DATA FOR PROCESSING |
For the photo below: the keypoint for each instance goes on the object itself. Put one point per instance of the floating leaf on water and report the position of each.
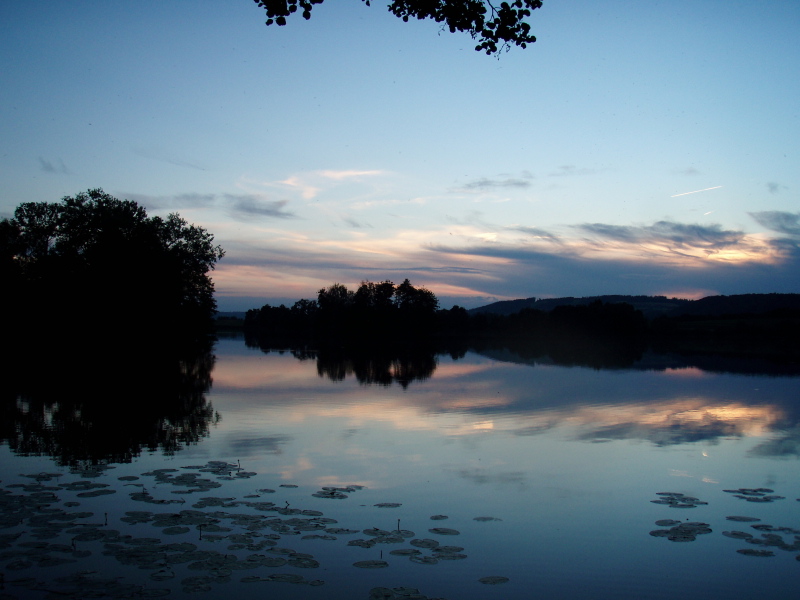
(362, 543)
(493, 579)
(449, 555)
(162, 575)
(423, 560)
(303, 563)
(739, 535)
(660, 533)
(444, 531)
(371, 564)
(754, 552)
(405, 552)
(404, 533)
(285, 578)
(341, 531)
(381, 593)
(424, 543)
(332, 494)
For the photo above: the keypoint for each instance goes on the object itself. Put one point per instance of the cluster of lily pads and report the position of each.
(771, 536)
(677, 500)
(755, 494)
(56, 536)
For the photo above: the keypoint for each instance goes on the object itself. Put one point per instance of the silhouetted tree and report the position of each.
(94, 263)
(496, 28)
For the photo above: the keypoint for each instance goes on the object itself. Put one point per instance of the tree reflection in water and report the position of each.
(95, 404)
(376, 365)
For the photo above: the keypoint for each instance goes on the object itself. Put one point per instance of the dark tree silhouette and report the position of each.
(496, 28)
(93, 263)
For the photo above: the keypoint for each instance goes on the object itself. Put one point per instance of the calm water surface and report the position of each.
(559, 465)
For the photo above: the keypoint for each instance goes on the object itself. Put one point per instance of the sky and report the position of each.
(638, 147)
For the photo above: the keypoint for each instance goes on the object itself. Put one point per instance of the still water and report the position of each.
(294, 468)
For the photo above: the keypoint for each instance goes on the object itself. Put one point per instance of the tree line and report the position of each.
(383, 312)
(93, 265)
---
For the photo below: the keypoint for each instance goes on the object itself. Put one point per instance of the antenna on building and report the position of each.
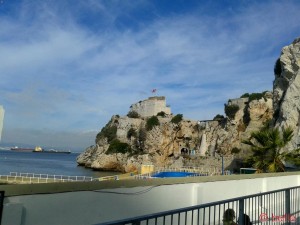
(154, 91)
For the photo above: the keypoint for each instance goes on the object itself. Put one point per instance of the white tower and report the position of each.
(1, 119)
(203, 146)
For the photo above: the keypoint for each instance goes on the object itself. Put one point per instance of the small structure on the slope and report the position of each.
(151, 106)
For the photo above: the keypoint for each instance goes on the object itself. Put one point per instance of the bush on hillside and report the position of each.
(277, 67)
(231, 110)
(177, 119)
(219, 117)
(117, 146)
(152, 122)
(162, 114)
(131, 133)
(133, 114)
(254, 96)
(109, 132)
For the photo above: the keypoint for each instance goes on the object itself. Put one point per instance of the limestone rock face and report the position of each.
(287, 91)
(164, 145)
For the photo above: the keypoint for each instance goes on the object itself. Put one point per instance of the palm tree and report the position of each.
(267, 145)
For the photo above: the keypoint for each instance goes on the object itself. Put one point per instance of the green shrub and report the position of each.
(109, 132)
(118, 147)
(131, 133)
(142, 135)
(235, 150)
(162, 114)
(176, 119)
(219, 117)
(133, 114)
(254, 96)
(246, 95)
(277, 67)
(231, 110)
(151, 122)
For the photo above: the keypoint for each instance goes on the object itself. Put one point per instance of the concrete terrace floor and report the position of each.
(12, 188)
---
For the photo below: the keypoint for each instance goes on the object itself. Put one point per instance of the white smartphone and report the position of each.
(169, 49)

WHAT IS REQUIRED | Show every line of the listing above that contains the string "water", matching case exactly.

COMPLETE RESPONSE |
For the photo below: the keypoint for each instance goes on the object itself. Put one point per instance of the floating leaf on water and report the position of each.
For the photo above: the keypoint for each instance goes on the object itself. Put one point per instance of the tree reflection in water and report the position of each.
For the photo above: the keypoint for each instance goes on the object itself. Put one point per instance of the calm water surface and report the position of each.
For the photo above: the keypoint for each instance goes on the object itself. Put one point per instance of the still water and report the position of each.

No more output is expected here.